### Text under study
==========
Our numbers finally got called.
We went to the station associated with our numbers, and sat down in front of a counter, red-bearded guy on the other side. I explained we were both renewing our licenses, and I would go first (I figured if I went first, it would give Mary a chance to observe what the process was, so she could imitate it). I passed to him across the counter my already filled-out renewal form. Stood up, leaned over, pressed both thumbs against a glass machine on the counter for a really long time, while the machine recorded my thumbprints. Still standing, I stared down at a circle below a camera mounted high above the counter, as the red-beard took a picture of my face. He swiveled left to check his computer monitor. "Let's try another one."
I hunched over again, staring at the circle below the camera. Snap. Swivel to the left, waiting for the monitor to display my latest image. "Okay!" More tappings at the computer, pushing back in his swivel chair while he waited for the printer to print. Except it didn't. "This printer's been acting up." I lifted my eyebrows. "They always let us down." Grin, looking back at his printer, the monitor. Tapped some more keys. Finally, paper rolling out.
==========
### Given information
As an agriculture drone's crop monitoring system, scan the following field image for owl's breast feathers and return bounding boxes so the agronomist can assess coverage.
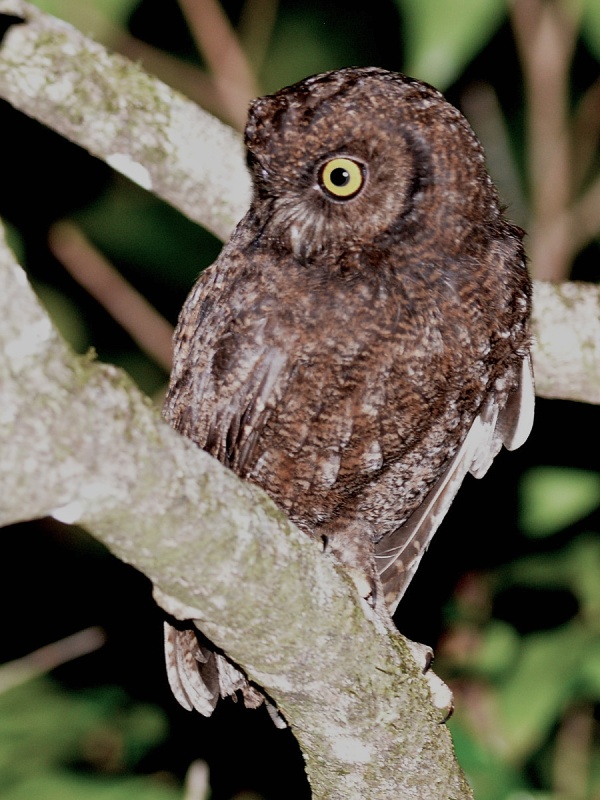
[165,219,530,607]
==========
In the license renewal account above, why did the narrator choose to go first at the counter?

### Output of the task
The narrator went first so that Mary could watch how the renewal process worked and then do the same when her turn came.